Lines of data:
++++

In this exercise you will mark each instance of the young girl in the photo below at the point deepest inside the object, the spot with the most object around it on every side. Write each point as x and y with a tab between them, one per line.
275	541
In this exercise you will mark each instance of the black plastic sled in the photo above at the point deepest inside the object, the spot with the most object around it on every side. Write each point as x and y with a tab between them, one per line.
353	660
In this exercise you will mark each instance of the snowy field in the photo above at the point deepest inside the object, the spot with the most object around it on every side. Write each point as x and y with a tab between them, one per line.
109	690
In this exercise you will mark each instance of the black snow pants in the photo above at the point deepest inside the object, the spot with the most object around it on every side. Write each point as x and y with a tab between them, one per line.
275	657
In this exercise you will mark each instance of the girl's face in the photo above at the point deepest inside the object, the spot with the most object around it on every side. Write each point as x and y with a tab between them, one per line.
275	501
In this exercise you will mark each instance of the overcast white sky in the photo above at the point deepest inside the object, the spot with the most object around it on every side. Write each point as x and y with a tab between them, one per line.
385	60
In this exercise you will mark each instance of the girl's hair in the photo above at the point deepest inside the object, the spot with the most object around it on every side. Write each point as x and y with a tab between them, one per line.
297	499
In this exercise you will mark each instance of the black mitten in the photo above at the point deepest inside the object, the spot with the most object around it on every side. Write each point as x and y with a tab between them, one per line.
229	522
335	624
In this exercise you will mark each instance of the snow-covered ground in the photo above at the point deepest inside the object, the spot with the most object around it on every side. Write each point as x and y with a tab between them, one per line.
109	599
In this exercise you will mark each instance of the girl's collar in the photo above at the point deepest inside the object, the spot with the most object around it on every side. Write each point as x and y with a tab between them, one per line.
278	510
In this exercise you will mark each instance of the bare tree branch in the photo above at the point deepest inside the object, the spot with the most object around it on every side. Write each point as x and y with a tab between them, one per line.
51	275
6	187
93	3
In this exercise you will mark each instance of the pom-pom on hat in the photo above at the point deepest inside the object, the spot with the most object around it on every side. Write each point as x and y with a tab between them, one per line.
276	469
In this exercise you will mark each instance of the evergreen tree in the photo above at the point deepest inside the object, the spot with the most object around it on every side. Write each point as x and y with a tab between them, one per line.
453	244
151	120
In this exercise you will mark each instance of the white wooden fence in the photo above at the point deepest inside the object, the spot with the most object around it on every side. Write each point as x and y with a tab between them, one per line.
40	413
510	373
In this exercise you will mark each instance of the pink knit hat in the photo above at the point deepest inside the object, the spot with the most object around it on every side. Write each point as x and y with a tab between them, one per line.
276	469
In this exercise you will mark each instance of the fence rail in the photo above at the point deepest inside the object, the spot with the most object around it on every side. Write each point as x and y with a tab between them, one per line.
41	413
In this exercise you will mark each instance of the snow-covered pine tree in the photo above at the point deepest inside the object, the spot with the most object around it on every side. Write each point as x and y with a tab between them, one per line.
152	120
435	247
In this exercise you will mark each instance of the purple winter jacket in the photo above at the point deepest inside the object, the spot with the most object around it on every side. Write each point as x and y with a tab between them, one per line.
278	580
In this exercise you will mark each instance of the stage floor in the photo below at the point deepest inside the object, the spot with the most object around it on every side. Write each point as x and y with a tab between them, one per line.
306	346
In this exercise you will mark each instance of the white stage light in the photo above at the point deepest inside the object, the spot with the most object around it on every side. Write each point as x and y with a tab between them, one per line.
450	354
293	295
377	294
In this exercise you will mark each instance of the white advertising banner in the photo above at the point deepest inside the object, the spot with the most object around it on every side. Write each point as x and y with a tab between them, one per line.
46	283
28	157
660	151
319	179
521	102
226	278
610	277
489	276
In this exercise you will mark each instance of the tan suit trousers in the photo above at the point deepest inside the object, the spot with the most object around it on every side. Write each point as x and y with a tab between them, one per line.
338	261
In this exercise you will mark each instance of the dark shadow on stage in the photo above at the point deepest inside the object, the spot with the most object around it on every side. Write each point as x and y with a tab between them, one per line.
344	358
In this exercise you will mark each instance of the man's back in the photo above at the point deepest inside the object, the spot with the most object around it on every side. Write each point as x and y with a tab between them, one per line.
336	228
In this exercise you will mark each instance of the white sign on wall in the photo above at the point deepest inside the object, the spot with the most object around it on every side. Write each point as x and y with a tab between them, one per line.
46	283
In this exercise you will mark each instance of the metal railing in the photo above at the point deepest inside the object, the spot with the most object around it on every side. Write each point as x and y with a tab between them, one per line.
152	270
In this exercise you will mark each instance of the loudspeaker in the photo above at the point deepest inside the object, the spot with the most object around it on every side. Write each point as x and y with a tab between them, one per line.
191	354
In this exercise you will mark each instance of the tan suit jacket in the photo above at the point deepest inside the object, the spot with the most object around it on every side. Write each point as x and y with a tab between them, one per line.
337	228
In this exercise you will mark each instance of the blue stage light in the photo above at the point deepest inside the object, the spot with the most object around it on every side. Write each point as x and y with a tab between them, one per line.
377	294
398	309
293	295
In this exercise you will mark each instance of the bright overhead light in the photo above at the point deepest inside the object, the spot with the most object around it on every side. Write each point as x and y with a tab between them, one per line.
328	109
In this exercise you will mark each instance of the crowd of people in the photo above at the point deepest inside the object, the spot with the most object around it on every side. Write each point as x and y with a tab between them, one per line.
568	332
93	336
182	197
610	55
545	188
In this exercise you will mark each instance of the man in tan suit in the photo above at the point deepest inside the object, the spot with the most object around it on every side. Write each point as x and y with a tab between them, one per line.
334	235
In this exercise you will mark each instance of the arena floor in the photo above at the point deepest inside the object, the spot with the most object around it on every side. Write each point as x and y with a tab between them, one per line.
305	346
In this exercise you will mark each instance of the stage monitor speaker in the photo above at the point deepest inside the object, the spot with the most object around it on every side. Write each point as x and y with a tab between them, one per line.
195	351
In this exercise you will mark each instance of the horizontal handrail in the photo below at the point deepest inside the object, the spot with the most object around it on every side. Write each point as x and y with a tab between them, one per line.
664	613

++++

WORK TO COMPLETE
Reproduce the entries above exactly.

EXERCISE OUTPUT
In this exercise you will mark each instance of the young girl in the photo below at the point deepest inside the object, the spot with the most object around it on every side. Write each point as x and y with a tab between them, one per line.
275	541
In this exercise you will mark each instance of the black plastic sled in the photo above at the point deepest inside the object, the spot with the most object around it on every side. Write each point as x and y with a tab between them, one per line.
353	660
In this exercise you will mark each instance of the snowy field in the photo above at the point deepest inside the object, the spot with the most object around it on every side. Write each point as x and y with a tab between them, one per line.
109	690
In this exercise you will mark each instance of the black snow pants in the photo above at the point deepest inside the object, the spot with the most object around it on every side. Write each point as x and y with a tab between them, one per line.
275	657
In this exercise you will mark each instance of the girl's face in the photo above at the point deepest inside the object, the spot with the most object around it on every side. Write each point as x and y with a tab between them, one per line.
275	501
In this exercise you will mark each instance of the overcast white sky in the photo above at the point deepest inside the object, the spot with the most object around it on every side. Write each point as x and y with a tab between them, one per line.
385	60
In this exercise you will mark each instance of the girl's hair in the photo above at the point deepest inside the object, the spot with the most object around it on every side. Write each point as x and y with a tab between them, one per line.
297	499
In this exercise you will mark each instance of the black mitten in the photo above at the point deepest inside the object, the spot with the most object around it on every side. Write each point as x and y with a tab between them, one per line.
229	522
335	624
In this exercise you will mark each instance of the snow-covered ground in the photo above at the point deepest inside the object, the spot with the most object around it on every side. Write each point as x and y with a tab between them, one per line.
109	599
In this exercise you will mark each instance of the girl's collar in the photo above at the point deepest inside the object, the spot with the most object around it on every side. Write each point as x and y with a tab between them, one per line.
278	510
In this exercise you will mark each instance of the bare tree branch in the photo above at the point deepest inside the object, the spot with the most object around it on every side. Write each point as x and y with a tab between them, one per line.
51	275
6	187
93	3
In this exercise you will mark each instance of the pom-pom on hat in the photo above at the point deepest inside the object, the spot with the most object around it on every side. Write each point as x and y with a tab between them, one per line.
276	469
In this exercise you will mark each instance of the evergreen tree in the photo above at the point deepest inside the object, the spot with the most object around it on every side. Write each point as x and y with a tab between them, one per line.
453	244
151	120
In this exercise you will mark each instance of the white wooden fence in the photo above at the point deepest inside the object, the spot with the most object around it on every side. Write each point as x and y with a tab between them, one per line.
40	413
510	373
In this exercise you will mark each instance of the pink knit hat in the photo above at the point deepest inside the object, the spot with the most object around it on every side. Write each point as x and y with a tab between them, one per line.
276	469
In this exercise you will mark each instance of the fence rail in the photo above at the point deepest inside the object, the spot with the most object around it on every side. Write each point as x and y with a tab between them, one per line.
41	413
In this exercise you will mark each instance of the snow-covered pine tree in the photo above at the point deepest inside the object, the spot with the most object around it on every side. Write each point as x and y with a tab between them, one per line.
152	120
435	247
In this exercise you will mark each instance of the purple winter jacket in the photo above at the point deepest inside the object, the spot with the most object around it on every side. Write each point as x and y with a tab between them, one per line.
278	580
In this exercise you will mark each instance of the stage floor in the photo below at the point deepest inside the object, the spot with the most object around it on every side. Write each point as x and y with a tab between them, one per line.
306	346
In this exercise you will mark each instance of the white stage light in the photo above at the point deepest inside the object, the spot with the most object around it on every side. Write each point as x and y with a tab between them, one per line.
450	354
293	295
377	294
In this exercise you will mark each instance of the white advertising banner in the photo above at the point deepest inside the object, the spot with the most object around it on every side. Write each point as x and y with a tab between them, one per line.
46	283
28	157
660	151
319	179
521	102
226	278
610	277
489	276
In this exercise you will mark each instance of the tan suit trousers in the photo above at the point deepest inside the object, the spot with the most object around it on every side. Write each point as x and y with a tab between them, one per line.
338	261
In this exercise you will mark each instance of the dark shadow on stage in the photo above at the point deepest inside the object, the spot with the most object around it on every side. Write each point as x and y with a tab between them, one per line.
344	358
In this exercise you will mark each instance of the man's back in the photo above at the point deepest inside the object, the spot with the most object around it on every side. Write each point as x and y with a tab between them, one per line.
336	228
In this exercise you will mark each instance of the white sign on wall in the photo above at the point deepest inside the object, the spot with the most object around it on every side. Write each point as x and y with a tab between them, one per line.
46	283
In this exercise you will mark each instance of the metal railing in the photo above at the point deepest inside the object, the spot with the most object around it on every side. Write each point as x and y with a tab between them, one per line.
152	270
In this exercise you will mark each instance of the loudspeaker in the photo above at the point deepest inside the object, the spot with the most object around it on every side. Write each point as x and y with a tab between them, one per line.
191	354
In this exercise you will mark each instance of the tan suit jacket in the photo above at the point deepest inside the object, the spot with the most object around it on every side. Write each point as x and y with a tab between them, one per line.
337	228
In this exercise you will mark each instance of the blue stage light in the photo above at the point deepest inside the object, the spot with the most object around it on every side. Write each point as x and y with a tab between them, one per line.
377	294
398	309
293	295
In this exercise you will mark each instance of the bright overhead light in the photo above at the point deepest inside the object, the spot with the most object around it on every side. Write each point as x and y with a tab between them, one per line.
328	109
In this exercise you will mark each instance of the crowd of people in the photo above at the point deepest inside the object, the spot with the most object around it on every side. Write each point as x and y with a tab between them, one per line.
568	332
93	336
182	197
610	55
545	188
In this exercise you will mark each instance of the man in tan suit in the photo above at the point deepest inside the object, the spot with the most object around it on every side. Write each point as x and y with a tab between them, one per line.
334	235
In this exercise you will mark each instance of the arena floor in the photo above at the point deepest inside the object, the spot with the most object around it on every side. Write each point as x and y with a tab between them, one per line.
305	346
In this exercise you will mark each instance of the stage monitor speaker in the photo above at the point deepest inside the object, the spot with the most object around it on every side. Write each point as x and y with a tab between them, one per line.
195	351
In this exercise you will mark each instance of the horizontal handrail in the photo below at the point deepest inside the object, the spot with the most object around it on every side. Write each point as x and y with a tab between them, one per line.
664	613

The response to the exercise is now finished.